All lines from the one with "belly? Format it as [x1, y1, x2, y2]." through the end of the records below are to be given again exactly, and nothing else.

(Stored data entries)

%%

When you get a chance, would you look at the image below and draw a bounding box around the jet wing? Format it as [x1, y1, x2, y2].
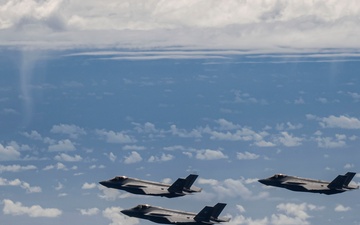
[123, 184, 148, 188]
[138, 186, 168, 195]
[285, 182, 307, 185]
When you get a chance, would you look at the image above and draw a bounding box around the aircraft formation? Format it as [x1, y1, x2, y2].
[99, 172, 358, 225]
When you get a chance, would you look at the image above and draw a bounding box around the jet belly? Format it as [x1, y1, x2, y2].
[282, 178, 326, 192]
[146, 209, 196, 224]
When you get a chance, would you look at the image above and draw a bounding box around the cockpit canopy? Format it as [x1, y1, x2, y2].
[133, 204, 151, 210]
[110, 176, 128, 182]
[270, 174, 287, 179]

%%

> **Task output**:
When you get a chance, would you look at the image above and draw a bounding box around the jet belly? Format it as [x1, y1, x2, y2].
[282, 178, 326, 192]
[146, 209, 196, 224]
When you get a chance, would you look at the image above and draw a bounding box around the cockpit canopy? Format it as [x1, y1, x2, y2].
[133, 204, 151, 210]
[110, 176, 128, 182]
[270, 174, 287, 179]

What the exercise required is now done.